=== Exercise task ===
Reproduce each of the entries below word for word, omitting the pictures.

=== Input material ===
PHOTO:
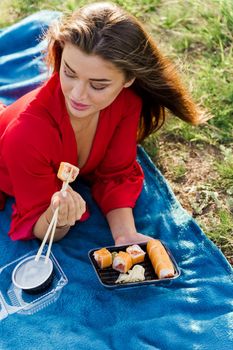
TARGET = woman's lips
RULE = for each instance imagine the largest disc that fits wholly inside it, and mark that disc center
(79, 106)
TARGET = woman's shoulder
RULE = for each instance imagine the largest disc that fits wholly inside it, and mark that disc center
(35, 106)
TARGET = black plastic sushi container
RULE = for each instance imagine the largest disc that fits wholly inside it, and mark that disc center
(108, 276)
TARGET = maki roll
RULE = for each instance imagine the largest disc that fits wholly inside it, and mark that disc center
(103, 257)
(137, 253)
(122, 262)
(159, 258)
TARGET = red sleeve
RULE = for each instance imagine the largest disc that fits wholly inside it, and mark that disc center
(31, 170)
(119, 178)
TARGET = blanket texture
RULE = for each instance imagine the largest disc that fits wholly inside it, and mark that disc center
(194, 311)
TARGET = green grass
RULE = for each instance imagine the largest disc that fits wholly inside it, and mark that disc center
(198, 36)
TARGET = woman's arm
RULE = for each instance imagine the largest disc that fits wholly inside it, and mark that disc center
(71, 208)
(122, 225)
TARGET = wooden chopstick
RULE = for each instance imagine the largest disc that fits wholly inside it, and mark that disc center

=== Reply to the task ===
PHOTO:
TARGET = woman's lips
RULE = for each instance imagine the largest disc that fits wholly inside it, and mark that disc center
(79, 106)
TARGET = woman's shoulder
RULE = for each instance imagine the largest disc that fits wholly inside it, and mark that disc center
(35, 106)
TARGET = black plastic sushi container
RULE = for each instance imagine the largest disc that fits wholly inside it, and mark that disc center
(108, 276)
TARGET = maki roll
RULE = for each instance imagine the largest disc that fits wholly inside it, and mark that disc center
(103, 257)
(137, 253)
(122, 262)
(159, 258)
TARGET = red sleeve
RULE = for each instance imagine the largest disc that fits wholly inside it, and mark that disc center
(31, 170)
(119, 178)
TARGET = blanket texture
RULE = for each instance imagine the largest disc that fits wholly inside it, and mark that disc center
(194, 311)
TARGET = green grass
RULE = for each instance imagine the largest disc that fits wholly inside it, and mark that disc center
(198, 36)
TARGET = woman's arm
RULE = for each instance imagine the largest disc that fits wholly inside it, and mark that disc center
(71, 208)
(122, 225)
TARGET = wooden chopstick
RULE = for each instance imagine the largest disc that fits wholly inside it, and mark that disc center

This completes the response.